**WHAT THE TASK REQUIRES:**
Count the lines in the data below that contain the word "dock", and give only that number.
╭─ PROVIDED INFORMATION
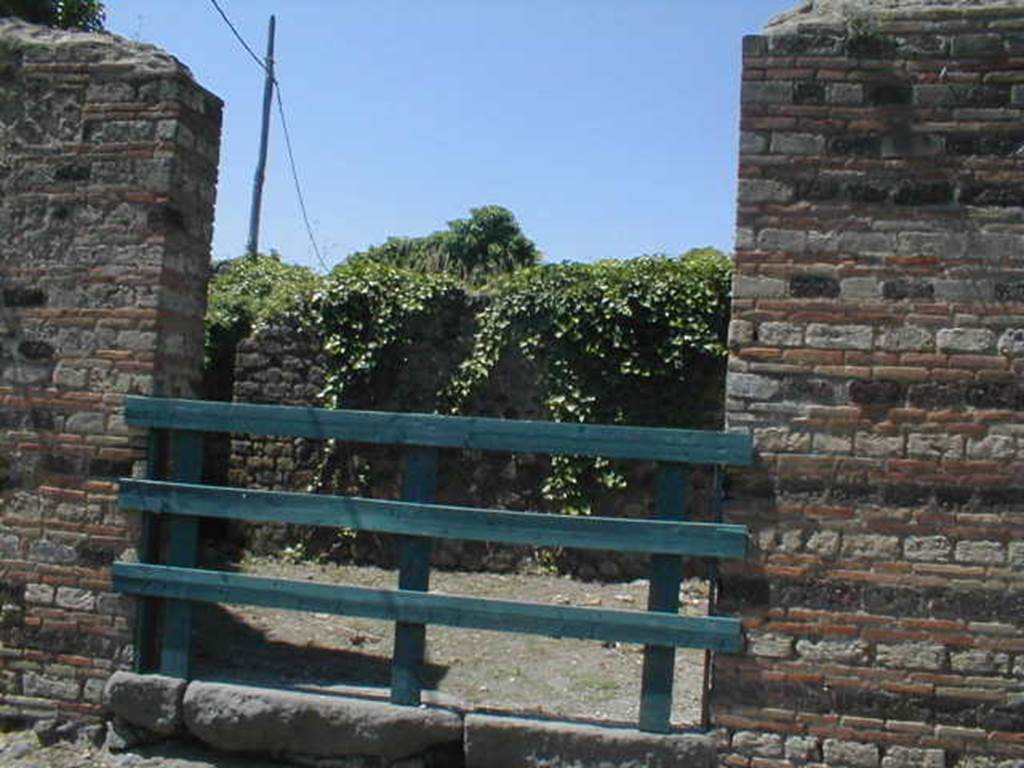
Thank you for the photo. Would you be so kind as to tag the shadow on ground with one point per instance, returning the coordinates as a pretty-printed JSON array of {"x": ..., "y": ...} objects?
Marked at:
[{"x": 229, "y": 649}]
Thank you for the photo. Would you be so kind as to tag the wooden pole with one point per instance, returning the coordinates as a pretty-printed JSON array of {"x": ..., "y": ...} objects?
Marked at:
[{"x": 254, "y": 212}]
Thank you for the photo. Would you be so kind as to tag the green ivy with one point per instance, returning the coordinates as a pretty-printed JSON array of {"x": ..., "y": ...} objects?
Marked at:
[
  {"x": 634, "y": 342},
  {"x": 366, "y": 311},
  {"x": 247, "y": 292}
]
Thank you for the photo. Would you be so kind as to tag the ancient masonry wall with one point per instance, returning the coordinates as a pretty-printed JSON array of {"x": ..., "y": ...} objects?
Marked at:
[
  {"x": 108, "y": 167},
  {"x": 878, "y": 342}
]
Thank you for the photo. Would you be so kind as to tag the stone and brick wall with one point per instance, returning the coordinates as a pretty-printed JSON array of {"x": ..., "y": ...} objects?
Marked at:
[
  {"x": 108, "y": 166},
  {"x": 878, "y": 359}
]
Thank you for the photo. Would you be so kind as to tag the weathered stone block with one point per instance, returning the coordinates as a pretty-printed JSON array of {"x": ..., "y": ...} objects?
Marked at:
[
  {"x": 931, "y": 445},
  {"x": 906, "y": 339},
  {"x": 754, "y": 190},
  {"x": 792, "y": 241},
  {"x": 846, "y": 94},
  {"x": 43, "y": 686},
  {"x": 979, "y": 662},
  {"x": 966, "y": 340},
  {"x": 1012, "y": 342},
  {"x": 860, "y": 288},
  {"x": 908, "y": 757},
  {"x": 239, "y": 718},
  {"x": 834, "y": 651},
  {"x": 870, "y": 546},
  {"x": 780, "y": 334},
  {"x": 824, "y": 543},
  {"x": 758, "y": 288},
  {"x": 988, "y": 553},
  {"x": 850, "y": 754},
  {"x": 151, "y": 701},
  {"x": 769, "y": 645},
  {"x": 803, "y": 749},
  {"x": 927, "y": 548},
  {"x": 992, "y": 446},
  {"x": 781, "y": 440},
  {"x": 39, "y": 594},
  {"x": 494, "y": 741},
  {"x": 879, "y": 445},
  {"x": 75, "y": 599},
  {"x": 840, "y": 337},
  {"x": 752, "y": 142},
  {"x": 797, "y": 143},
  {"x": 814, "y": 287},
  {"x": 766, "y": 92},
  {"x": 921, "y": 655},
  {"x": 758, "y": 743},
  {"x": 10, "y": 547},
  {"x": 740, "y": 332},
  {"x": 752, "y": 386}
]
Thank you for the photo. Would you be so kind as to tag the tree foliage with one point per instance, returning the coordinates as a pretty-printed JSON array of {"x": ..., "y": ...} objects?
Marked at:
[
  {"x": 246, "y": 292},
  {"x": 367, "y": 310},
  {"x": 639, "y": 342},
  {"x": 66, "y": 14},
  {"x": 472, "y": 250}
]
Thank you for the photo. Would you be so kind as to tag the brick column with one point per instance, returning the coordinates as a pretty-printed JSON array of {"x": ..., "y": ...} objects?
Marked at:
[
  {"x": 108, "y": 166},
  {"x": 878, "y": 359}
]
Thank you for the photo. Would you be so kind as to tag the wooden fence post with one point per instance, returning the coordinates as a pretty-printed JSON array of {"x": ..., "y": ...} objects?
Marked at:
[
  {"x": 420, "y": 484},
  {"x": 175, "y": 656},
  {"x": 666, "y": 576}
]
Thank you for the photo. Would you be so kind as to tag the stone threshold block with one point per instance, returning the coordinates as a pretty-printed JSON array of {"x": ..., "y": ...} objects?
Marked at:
╰─
╭─ PROVIDED INFORMATION
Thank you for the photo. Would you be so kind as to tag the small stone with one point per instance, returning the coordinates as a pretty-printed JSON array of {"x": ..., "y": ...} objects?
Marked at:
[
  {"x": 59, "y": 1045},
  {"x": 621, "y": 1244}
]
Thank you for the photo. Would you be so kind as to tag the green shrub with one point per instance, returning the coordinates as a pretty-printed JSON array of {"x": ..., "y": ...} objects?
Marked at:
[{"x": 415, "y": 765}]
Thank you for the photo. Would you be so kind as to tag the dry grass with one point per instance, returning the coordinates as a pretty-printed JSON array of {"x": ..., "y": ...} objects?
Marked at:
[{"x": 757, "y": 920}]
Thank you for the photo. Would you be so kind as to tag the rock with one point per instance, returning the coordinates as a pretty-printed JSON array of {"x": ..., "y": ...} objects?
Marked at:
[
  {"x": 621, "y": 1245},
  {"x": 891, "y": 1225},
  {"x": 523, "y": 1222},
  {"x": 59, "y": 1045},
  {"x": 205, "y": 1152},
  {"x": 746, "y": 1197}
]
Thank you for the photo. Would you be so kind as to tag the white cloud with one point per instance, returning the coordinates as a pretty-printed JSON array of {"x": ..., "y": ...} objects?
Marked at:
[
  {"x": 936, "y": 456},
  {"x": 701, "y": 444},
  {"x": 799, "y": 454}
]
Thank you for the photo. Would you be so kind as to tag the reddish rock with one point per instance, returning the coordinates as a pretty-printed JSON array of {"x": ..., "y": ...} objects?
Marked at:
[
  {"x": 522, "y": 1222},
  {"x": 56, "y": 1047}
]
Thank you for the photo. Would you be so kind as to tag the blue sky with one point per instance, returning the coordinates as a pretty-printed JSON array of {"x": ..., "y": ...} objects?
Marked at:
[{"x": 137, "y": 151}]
╰─
╭─ PROVIDED INFORMATION
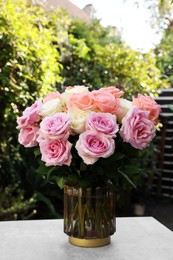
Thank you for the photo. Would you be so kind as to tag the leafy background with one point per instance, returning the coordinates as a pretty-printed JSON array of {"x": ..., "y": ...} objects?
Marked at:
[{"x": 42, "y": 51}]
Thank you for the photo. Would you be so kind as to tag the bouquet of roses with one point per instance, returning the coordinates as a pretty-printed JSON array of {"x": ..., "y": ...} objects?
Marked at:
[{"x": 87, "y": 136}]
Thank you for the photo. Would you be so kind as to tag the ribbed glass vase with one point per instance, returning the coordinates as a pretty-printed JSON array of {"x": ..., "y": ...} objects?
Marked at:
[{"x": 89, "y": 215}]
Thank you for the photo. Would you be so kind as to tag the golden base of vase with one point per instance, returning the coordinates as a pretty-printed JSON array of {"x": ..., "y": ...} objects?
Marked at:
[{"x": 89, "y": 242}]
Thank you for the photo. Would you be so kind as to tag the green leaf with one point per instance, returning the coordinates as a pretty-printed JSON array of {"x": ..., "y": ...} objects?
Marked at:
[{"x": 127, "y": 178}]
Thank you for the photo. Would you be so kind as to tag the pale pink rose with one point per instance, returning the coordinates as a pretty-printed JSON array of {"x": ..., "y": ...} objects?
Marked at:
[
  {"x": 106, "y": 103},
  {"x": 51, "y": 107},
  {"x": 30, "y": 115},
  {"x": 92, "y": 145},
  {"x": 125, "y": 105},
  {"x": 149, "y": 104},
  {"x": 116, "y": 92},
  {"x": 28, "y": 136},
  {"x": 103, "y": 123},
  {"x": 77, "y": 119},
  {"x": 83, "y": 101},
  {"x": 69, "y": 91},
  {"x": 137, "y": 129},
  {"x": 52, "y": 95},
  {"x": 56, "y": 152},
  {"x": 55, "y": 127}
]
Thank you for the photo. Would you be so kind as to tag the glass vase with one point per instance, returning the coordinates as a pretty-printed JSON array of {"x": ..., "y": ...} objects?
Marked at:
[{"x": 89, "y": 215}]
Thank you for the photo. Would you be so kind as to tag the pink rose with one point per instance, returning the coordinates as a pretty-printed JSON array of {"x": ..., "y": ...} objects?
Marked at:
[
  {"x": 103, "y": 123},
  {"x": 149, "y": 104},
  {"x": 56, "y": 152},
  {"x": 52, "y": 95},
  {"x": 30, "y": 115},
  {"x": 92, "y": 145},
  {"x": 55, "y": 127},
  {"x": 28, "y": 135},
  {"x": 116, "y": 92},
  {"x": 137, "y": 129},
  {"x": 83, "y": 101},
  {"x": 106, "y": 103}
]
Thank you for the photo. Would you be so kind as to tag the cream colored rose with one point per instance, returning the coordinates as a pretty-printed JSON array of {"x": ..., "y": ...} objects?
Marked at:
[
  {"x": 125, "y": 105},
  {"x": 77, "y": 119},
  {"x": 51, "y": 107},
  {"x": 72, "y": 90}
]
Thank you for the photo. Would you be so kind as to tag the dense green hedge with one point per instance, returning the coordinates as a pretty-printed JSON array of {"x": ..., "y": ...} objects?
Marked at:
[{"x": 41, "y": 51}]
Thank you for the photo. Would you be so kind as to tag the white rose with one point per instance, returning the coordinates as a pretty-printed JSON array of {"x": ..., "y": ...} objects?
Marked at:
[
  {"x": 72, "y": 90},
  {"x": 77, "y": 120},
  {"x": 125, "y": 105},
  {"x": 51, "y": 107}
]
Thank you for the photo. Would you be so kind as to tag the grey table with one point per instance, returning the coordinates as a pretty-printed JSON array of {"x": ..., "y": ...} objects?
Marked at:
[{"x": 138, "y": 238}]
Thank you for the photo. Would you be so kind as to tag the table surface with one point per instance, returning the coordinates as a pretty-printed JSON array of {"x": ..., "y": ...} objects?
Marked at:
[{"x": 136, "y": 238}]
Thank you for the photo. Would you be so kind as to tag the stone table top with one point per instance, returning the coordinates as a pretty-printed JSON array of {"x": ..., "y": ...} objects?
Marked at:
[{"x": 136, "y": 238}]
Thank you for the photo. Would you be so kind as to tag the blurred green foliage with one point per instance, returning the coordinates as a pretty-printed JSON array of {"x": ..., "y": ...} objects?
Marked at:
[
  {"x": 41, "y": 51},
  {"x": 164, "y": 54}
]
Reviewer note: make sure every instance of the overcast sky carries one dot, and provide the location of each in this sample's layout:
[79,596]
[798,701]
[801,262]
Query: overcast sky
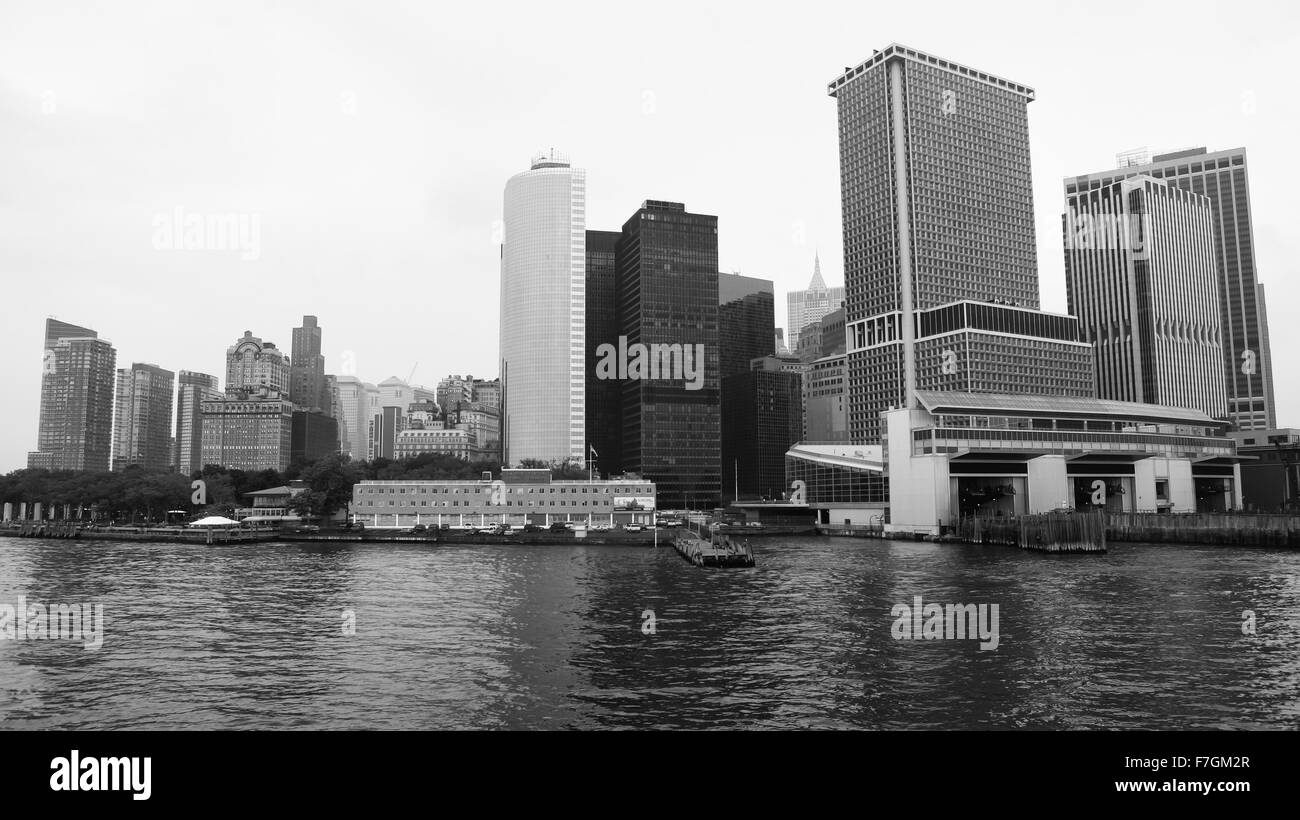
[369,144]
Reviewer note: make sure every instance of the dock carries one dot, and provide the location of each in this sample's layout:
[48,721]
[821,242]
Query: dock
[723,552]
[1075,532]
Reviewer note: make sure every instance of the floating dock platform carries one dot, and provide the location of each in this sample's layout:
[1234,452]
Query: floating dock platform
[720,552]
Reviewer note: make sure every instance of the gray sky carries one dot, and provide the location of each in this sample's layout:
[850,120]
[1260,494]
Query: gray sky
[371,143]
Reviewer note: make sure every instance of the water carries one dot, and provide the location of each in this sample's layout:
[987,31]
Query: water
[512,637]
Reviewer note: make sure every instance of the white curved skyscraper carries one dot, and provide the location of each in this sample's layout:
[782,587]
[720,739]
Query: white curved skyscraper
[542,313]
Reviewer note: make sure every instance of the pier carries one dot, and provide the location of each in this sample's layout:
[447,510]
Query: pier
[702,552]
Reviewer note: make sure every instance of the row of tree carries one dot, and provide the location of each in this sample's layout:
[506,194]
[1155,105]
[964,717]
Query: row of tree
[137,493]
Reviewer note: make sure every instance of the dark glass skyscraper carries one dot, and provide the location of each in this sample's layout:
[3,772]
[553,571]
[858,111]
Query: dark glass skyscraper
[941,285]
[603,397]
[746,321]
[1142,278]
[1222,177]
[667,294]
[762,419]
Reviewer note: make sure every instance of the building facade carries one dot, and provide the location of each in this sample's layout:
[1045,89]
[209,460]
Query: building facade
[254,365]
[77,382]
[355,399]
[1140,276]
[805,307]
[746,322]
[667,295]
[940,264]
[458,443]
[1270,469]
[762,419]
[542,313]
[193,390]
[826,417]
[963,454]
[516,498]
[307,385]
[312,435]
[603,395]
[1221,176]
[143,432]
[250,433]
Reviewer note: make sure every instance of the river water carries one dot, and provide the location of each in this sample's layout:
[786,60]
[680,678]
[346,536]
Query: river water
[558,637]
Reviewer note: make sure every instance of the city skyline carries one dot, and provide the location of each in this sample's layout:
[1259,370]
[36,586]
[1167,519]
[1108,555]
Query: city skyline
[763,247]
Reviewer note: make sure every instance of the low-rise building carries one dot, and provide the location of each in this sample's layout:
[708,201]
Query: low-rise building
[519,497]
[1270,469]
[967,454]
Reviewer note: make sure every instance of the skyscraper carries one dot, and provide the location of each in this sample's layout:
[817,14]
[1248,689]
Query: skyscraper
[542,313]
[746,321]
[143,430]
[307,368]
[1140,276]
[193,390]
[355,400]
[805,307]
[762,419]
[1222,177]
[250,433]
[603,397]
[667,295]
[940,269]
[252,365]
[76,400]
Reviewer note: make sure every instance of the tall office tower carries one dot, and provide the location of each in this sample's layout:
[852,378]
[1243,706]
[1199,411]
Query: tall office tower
╰─
**SOLUTION BELOW:**
4